_Activity_
Retype the records in full, keeping each character as it is.

_Entries provided_
:::

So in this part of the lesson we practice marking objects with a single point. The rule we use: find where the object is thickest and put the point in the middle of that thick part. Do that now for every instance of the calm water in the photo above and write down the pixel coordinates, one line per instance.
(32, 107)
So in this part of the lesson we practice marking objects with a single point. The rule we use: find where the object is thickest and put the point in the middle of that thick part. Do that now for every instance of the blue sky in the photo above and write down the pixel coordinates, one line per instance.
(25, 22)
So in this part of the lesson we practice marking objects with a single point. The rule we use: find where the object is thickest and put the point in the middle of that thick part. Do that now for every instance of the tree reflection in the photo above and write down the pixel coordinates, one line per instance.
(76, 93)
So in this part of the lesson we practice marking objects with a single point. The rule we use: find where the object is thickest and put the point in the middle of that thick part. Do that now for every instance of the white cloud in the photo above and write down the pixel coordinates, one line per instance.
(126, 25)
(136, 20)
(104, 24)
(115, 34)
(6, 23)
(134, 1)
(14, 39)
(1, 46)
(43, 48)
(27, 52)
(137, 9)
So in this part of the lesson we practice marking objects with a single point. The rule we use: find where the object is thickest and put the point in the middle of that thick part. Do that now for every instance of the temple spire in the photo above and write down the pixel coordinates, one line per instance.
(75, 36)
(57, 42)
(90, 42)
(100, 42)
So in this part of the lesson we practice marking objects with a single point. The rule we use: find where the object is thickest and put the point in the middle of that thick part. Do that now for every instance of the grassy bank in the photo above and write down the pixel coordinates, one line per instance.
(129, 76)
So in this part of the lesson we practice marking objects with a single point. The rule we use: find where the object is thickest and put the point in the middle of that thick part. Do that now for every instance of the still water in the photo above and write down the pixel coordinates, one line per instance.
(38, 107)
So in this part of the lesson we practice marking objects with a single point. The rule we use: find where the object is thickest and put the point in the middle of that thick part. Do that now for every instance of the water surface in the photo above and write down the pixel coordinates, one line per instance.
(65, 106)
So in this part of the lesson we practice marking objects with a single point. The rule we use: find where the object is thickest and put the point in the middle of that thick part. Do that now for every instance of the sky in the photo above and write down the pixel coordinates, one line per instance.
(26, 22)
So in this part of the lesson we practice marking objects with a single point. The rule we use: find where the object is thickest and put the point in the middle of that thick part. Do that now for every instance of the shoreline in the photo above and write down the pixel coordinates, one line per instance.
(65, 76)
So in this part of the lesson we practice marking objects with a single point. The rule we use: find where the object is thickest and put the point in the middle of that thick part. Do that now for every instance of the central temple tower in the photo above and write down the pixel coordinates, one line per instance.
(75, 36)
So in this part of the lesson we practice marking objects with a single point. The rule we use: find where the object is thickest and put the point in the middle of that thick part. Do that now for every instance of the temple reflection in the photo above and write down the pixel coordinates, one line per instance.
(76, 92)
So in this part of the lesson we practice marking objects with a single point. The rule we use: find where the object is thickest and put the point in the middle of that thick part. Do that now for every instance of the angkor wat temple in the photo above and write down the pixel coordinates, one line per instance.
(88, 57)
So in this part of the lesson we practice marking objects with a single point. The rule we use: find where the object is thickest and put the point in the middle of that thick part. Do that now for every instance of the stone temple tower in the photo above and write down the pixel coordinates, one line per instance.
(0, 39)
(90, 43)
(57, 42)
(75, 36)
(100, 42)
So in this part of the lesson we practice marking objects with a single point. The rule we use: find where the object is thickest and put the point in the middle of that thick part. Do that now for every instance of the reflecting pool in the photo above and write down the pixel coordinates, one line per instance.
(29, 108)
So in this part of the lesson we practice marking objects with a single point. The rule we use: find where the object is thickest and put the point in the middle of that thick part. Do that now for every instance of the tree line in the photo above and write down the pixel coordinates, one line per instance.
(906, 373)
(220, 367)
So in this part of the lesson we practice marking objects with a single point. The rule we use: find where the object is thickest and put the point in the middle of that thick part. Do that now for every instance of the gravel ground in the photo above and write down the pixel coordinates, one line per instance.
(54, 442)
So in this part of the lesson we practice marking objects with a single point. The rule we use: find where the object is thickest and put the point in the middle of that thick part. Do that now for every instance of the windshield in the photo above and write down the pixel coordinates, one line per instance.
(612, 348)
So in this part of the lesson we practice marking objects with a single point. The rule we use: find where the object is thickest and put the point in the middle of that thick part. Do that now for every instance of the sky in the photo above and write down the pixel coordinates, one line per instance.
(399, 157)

:::

_Result of the exercise_
So in this part of the lesson we practice marking objects with a single point. The rule we use: find where the object is thickest and put the point in the middle of that thick part. Do that now for every instance of the calm water in the photo above and write down the pixel coordinates, one line per instance.
(32, 107)
So in this part of the lesson we practice marking objects with a single point. The rule we use: find where the object is thickest and put the point in the middle of that thick part. Do that now for every instance of the blue sky in the photo above and write down the pixel coordinates, one line per instance.
(25, 22)
So in this part of the lesson we practice marking objects with a single point. The rule we use: find where the object is thickest and put the point in the middle of that thick part. Do that now for every instance of the tree reflection in the photo above and write down the pixel coordinates, one line per instance.
(76, 93)
So in this part of the lesson we practice marking objects with a single point. The rule we use: find where the object is thickest and put the point in the middle of that thick part. Do that now for every instance of the white cloud in the photo above and write down the pixel coordinates, one line per instance.
(126, 25)
(136, 20)
(104, 24)
(115, 34)
(6, 23)
(134, 1)
(14, 39)
(1, 46)
(43, 48)
(27, 52)
(137, 9)
So in this part of the lesson we practice marking objects with a single point. The rule we use: find where the object is thickest and put the point in the middle of that thick part. Do that now for every instance of the temple spire in the photo above and write down the pixel coordinates, one line per instance.
(75, 36)
(57, 42)
(90, 42)
(100, 42)
So in this part of the lesson we practice marking objects with a single point. The rule we use: find where the object is thickest and put the point in the middle of that thick part. Do that now for every instance of the grassy bank in the photo above and write down the pixel coordinates, one line per instance.
(129, 76)
So in this part of the lesson we practice marking objects with a single point. The rule we use: find where the object is thickest and put the point in the middle of that thick part. Do that now for every instance of the still water in the photo above and write down the pixel coordinates, one line per instance.
(38, 107)
So in this part of the lesson we practice marking objects with a single point. The rule we use: find where the object is thickest and put the point in the middle of that thick part. Do that now for every instance of the water surface in the photo above and write down the pixel coordinates, one line per instance.
(65, 106)
So in this part of the lesson we practice marking objects with a single point. The rule we use: find where the object is thickest and put the point in the middle of that thick part. Do that now for every instance of the sky in the photo above and write down the pixel coordinates, one line per instance.
(26, 22)
So in this part of the lesson we practice marking objects with a single point. The rule we use: find where the object is thickest and put the point in the middle of that thick part. Do that now for every instance of the shoreline in the photo above and write down the pixel coordinates, one line per instance.
(65, 76)
So in this part of the lesson we practice marking objects with a single point. The rule we use: find where the object is thickest and put the point in the middle of that thick part. Do that now for every instance of the central temple tower in the photo above and write down the pixel coordinates, one line per instance.
(75, 36)
So in this part of the lesson we practice marking objects with a single point. The rule we use: find where the object is thickest and put the point in the middle of that thick part. Do that now for every instance of the temple reflection in the photo above and write down the pixel coordinates, one line per instance.
(76, 92)
So in this part of the lesson we practice marking objects with a single point. The rule we use: find where the object is thickest and put the point in the middle of that thick part. Do that now for every instance of the angkor wat temple in the photo above and write down the pixel coordinates, one line per instance.
(88, 57)
So in this part of the lesson we practice marking objects with a single point. The rule we use: find where the object is thickest and put the point in the middle of that thick part. Do that now for every instance of the stone temple tower in the photo above and write down the pixel coordinates, one line per instance.
(0, 39)
(90, 43)
(57, 42)
(75, 36)
(100, 42)
So in this part of the lesson we practice marking objects with a single point. The rule we use: find where the object is thickest and put the point in the middle of that thick part. Do that now for every instance of the reflecting pool in the photo above and write down the pixel coordinates, one line per instance.
(29, 108)
So in this part of the lesson we practice marking objects with a single point. The rule we use: find where the object is thickest and put the point in the middle of that thick part. Do that now for every instance of the tree line in the photo above and write down the pixel coordinates, one line per instance.
(906, 373)
(220, 367)
So in this part of the lesson we practice marking objects with a single point. The rule we use: find where the object is thickest and put the point in the middle of that thick part. Do that now for every instance of the gravel ground in the photo above and write down the pixel coordinates, one line per instance.
(54, 442)
So in this part of the lesson we practice marking objects with a single point. The rule we use: find where the object is thickest and put the point in the middle of that thick part. Do that now for every instance of the windshield in the photo above and write down the pixel coordinates, one line per instance.
(612, 348)
So in this part of the lesson we practice marking objects with a single point. The rule we use: find where the object is thickest and put the point in the middle of that thick part. Do that now for every instance of the sky in the photo above and write down the pixel coordinates, one line per instance.
(399, 157)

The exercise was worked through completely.